→ Article
****************

Igor, I am not sure I understand. We have an initial value problem, so today’s observations are determined once you specify an initial state at some time in the distant past. If you specify the time to be the beginning of the big bang evolution, with the correct but very contrived initial state (nearly homogeneous with just the right kind of fluctuations) then you get no conflict with observation. By contruction, same applies to inflation, because it reproduces that initial state and all subsequent evolution. The only point of inflation is to make that initial state the outcome of prior evolution. By construction all current observations will then be identical, but the initial state will be more natural and less contrived. As I understand Sean’s statement, quantifying this intuitive notion of naturalness is tricky, and it is not always clear inflation indeed comes ahead. I hope I am not mangling things…
And, for the record, in my mind the notion of “naturalness” is one instance of “algorithmic compression”, which is the whole point of seeking a scientific explanation. Without invoking such criteria, by definition (for example) the particle data group review book would be always the best “theory” of particle physics, and you’d never need to learn about gauge theories and spontaneous symmetry breaking and all that stuff.

****************

Please write what comes next in the comment on inflation and naturalness, picking up after its final sentence.

→ Data items

****************

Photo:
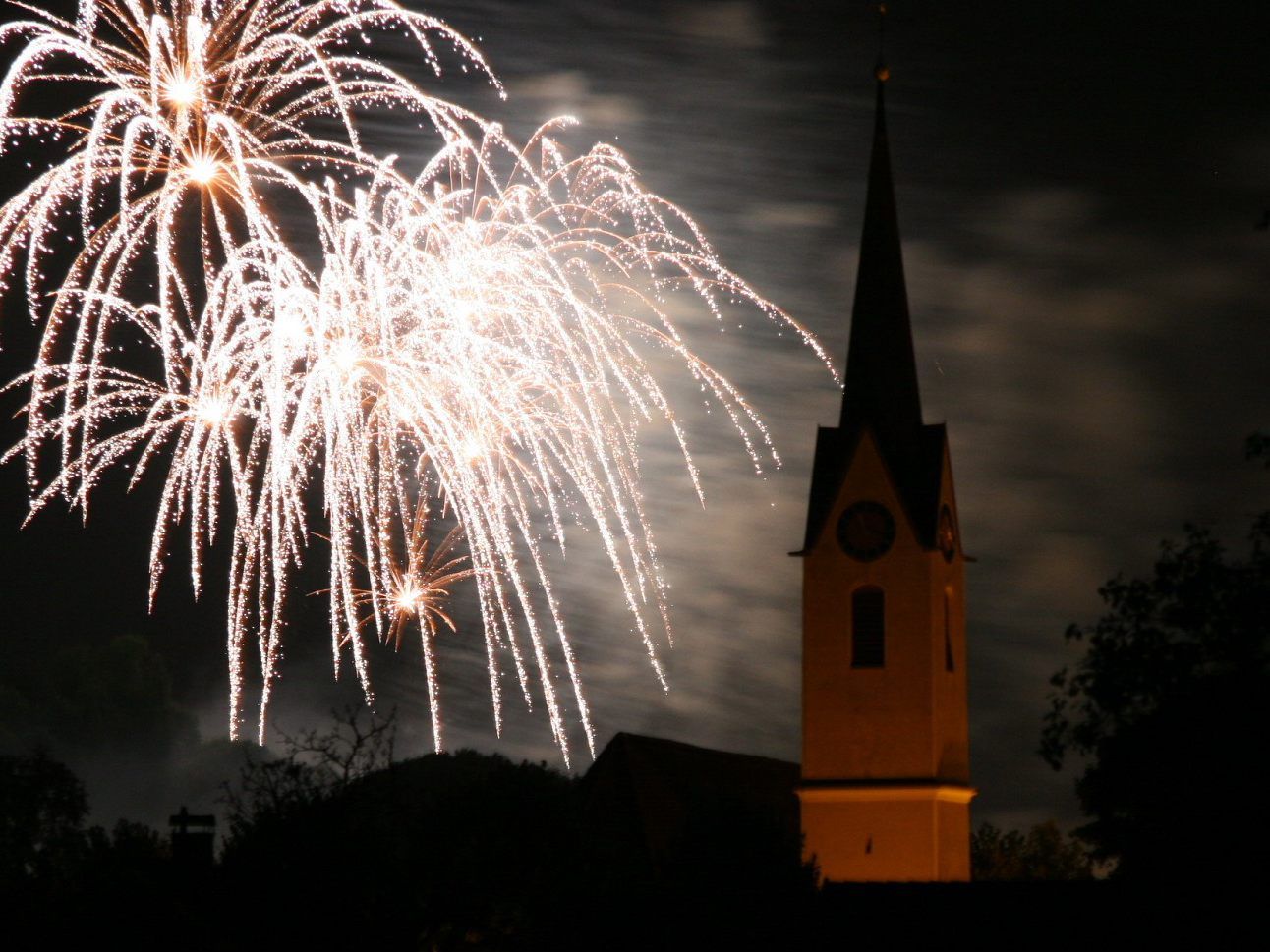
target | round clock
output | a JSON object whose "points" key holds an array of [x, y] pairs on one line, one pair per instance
{"points": [[866, 531], [945, 537]]}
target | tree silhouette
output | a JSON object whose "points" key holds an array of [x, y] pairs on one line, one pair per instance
{"points": [[42, 810], [1170, 705], [1042, 853]]}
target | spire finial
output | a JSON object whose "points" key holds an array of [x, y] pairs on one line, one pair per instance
{"points": [[882, 71]]}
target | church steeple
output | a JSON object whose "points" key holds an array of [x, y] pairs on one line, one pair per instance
{"points": [[882, 370], [881, 392], [886, 787]]}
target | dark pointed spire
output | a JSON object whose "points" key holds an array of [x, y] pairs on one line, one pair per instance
{"points": [[881, 392], [882, 370]]}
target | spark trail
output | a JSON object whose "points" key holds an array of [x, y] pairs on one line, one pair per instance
{"points": [[471, 347]]}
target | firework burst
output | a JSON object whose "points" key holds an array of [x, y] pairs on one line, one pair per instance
{"points": [[471, 346]]}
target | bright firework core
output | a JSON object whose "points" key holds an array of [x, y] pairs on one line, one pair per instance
{"points": [[474, 343]]}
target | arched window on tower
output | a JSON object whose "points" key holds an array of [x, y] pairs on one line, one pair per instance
{"points": [[948, 631], [868, 629]]}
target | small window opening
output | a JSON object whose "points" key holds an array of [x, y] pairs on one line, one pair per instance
{"points": [[868, 629]]}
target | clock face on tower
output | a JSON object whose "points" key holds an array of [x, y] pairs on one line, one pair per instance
{"points": [[866, 531]]}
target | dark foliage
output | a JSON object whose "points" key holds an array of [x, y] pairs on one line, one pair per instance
{"points": [[1170, 709], [1043, 853], [42, 810]]}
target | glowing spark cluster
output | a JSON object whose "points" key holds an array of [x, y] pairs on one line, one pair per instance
{"points": [[470, 344]]}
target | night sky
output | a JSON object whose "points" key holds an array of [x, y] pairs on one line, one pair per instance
{"points": [[1078, 188]]}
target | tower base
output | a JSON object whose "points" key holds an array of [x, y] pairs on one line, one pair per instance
{"points": [[888, 831]]}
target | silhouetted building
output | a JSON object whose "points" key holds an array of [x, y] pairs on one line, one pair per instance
{"points": [[194, 839], [886, 785]]}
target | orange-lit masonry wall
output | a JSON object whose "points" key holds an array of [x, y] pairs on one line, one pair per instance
{"points": [[886, 752]]}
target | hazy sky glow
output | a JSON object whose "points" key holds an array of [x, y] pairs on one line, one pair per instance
{"points": [[1077, 194]]}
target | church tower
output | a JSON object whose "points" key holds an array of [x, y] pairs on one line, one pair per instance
{"points": [[886, 790]]}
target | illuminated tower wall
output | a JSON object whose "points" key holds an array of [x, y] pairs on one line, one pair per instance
{"points": [[886, 786]]}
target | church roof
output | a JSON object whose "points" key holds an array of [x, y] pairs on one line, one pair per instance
{"points": [[881, 390], [655, 794]]}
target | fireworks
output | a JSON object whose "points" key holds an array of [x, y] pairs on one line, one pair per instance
{"points": [[468, 346]]}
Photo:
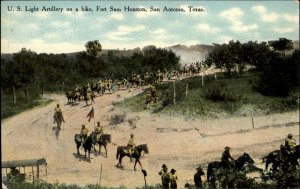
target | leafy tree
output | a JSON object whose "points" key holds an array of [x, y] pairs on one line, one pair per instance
{"points": [[282, 45], [93, 48], [10, 77], [26, 61]]}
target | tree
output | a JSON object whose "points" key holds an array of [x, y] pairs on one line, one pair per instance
{"points": [[282, 45], [10, 77], [26, 61], [93, 48]]}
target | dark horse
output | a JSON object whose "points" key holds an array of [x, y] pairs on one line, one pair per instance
{"points": [[103, 141], [136, 155], [238, 165], [280, 157], [87, 145]]}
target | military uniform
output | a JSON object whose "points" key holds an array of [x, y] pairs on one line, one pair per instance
{"points": [[153, 93], [84, 132], [173, 179], [99, 131], [148, 99], [131, 145], [58, 114], [290, 144], [226, 157], [165, 177], [197, 178], [76, 89]]}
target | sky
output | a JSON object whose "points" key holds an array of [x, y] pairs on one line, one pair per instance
{"points": [[68, 30]]}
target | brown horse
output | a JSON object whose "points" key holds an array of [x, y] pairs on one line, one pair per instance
{"points": [[136, 154]]}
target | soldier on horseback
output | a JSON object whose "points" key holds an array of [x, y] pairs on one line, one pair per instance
{"points": [[84, 133], [147, 78], [58, 115], [290, 149], [99, 130], [153, 93], [290, 144], [226, 158], [76, 89], [165, 176], [131, 145]]}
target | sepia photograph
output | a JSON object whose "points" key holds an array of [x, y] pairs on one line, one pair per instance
{"points": [[150, 94]]}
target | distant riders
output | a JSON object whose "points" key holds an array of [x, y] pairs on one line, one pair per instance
{"points": [[226, 159], [84, 133]]}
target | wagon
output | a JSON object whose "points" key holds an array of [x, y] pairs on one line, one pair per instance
{"points": [[28, 166]]}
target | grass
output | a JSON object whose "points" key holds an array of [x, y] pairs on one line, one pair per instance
{"points": [[9, 109], [240, 99]]}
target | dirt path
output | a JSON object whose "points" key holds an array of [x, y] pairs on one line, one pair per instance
{"points": [[179, 143]]}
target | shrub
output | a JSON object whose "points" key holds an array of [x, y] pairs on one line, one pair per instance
{"points": [[218, 91], [117, 119]]}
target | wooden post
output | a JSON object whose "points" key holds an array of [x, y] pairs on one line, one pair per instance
{"points": [[174, 96], [62, 88], [32, 173], [42, 89], [100, 175], [37, 172], [26, 93], [186, 89], [14, 95]]}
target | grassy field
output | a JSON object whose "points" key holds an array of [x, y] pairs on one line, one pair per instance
{"points": [[217, 98], [9, 109]]}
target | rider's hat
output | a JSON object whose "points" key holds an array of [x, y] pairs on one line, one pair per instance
{"points": [[227, 148]]}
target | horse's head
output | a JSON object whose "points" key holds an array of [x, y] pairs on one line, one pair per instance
{"points": [[247, 159], [145, 148], [78, 138], [108, 138], [92, 136]]}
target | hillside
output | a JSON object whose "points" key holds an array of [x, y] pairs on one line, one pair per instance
{"points": [[180, 143]]}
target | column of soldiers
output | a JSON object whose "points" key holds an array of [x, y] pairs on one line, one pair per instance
{"points": [[169, 179]]}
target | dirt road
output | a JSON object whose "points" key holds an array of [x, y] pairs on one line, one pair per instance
{"points": [[181, 144]]}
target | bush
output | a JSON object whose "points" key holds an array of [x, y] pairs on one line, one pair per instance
{"points": [[117, 119], [218, 91]]}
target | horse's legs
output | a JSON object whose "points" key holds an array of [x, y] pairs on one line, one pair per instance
{"points": [[105, 151], [78, 153], [99, 148], [137, 160]]}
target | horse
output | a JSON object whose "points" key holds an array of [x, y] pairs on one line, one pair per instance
{"points": [[87, 145], [58, 119], [136, 154], [238, 165], [103, 141], [281, 157]]}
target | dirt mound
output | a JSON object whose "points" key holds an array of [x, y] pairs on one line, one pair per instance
{"points": [[179, 143]]}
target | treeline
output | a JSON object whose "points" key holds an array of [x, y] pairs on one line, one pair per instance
{"points": [[32, 74], [276, 68]]}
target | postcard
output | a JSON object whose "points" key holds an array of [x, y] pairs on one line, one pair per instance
{"points": [[140, 94]]}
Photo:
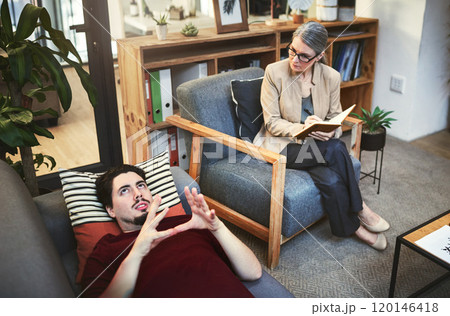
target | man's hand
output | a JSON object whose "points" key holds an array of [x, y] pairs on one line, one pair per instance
{"points": [[323, 136], [149, 237], [124, 281], [202, 216]]}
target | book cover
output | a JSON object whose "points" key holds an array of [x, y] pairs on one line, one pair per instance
{"points": [[148, 98], [156, 96], [173, 146], [166, 93]]}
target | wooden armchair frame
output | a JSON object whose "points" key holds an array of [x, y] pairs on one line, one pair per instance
{"points": [[272, 234]]}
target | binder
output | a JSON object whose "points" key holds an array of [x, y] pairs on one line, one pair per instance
{"points": [[183, 158], [156, 96], [166, 93], [173, 146], [159, 142], [148, 98], [351, 61], [358, 65]]}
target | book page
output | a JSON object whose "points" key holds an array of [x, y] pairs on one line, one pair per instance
{"points": [[338, 119], [437, 243]]}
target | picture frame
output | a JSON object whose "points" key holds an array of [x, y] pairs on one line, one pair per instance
{"points": [[230, 15]]}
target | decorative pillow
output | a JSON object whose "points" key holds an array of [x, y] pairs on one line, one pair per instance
{"points": [[90, 220], [246, 96]]}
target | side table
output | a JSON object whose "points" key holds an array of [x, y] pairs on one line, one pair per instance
{"points": [[409, 238]]}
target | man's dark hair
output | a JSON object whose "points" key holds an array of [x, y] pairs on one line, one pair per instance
{"points": [[104, 182]]}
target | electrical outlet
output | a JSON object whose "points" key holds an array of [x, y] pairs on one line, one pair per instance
{"points": [[398, 83]]}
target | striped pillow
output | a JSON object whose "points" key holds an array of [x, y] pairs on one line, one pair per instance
{"points": [[80, 193], [90, 220]]}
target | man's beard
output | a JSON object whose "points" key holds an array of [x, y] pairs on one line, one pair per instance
{"points": [[140, 220]]}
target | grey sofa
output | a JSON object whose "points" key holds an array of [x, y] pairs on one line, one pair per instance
{"points": [[257, 194], [38, 248]]}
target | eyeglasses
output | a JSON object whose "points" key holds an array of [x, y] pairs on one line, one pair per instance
{"points": [[301, 57]]}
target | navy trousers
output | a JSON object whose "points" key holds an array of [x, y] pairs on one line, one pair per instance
{"points": [[333, 174]]}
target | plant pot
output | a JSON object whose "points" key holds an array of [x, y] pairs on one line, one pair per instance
{"points": [[161, 32], [372, 142]]}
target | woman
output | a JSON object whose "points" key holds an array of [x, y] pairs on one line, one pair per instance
{"points": [[295, 93]]}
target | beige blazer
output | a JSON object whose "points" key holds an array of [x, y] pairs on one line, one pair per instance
{"points": [[281, 100]]}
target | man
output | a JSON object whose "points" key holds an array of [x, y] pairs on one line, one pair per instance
{"points": [[181, 256]]}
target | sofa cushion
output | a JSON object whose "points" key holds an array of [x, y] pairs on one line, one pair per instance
{"points": [[246, 97], [30, 264], [89, 218], [251, 177]]}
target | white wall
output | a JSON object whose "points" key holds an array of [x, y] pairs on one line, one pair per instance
{"points": [[411, 43]]}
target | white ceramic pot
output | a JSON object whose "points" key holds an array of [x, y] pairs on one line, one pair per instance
{"points": [[346, 13], [326, 10], [161, 32]]}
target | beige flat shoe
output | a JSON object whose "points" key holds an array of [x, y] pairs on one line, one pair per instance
{"points": [[379, 227], [380, 243]]}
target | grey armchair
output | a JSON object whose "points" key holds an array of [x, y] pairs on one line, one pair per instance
{"points": [[246, 185]]}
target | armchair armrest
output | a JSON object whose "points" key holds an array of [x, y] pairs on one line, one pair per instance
{"points": [[355, 143]]}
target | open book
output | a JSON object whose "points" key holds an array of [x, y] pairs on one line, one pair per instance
{"points": [[325, 126]]}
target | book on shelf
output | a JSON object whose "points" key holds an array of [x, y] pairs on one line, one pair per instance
{"points": [[182, 152], [325, 126], [344, 33], [437, 243], [165, 82], [156, 96], [159, 141], [148, 98], [173, 146], [347, 59], [187, 72], [358, 64]]}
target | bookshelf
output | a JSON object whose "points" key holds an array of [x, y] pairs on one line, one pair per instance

****************

→ Answer
Basically, having too many particles is just as bad as having too few particles. From my reading it appears that supersymmetry requires going to a non-alternative algebra. That in itself might be a signal that one has too many particles, but I have not seen an argument one way or another about whether this is a criterion to determine what can exist. One might consider that if Nature is non-alternative then Ordinary Arithmetic would likely require another rule beyond being commutative and associative. Such notions do have consequences because of the intimate connection of algebra and ordinary arithmetic. One might expect that mathematicians would have detected a need for such a rule if it is pervasive in Nature, as it would have to be if supersymmetry prevails. It is a shame that we do not have an Algebraic Theory of the Structure of Matter so we could just look up whether Inflatons are there or not.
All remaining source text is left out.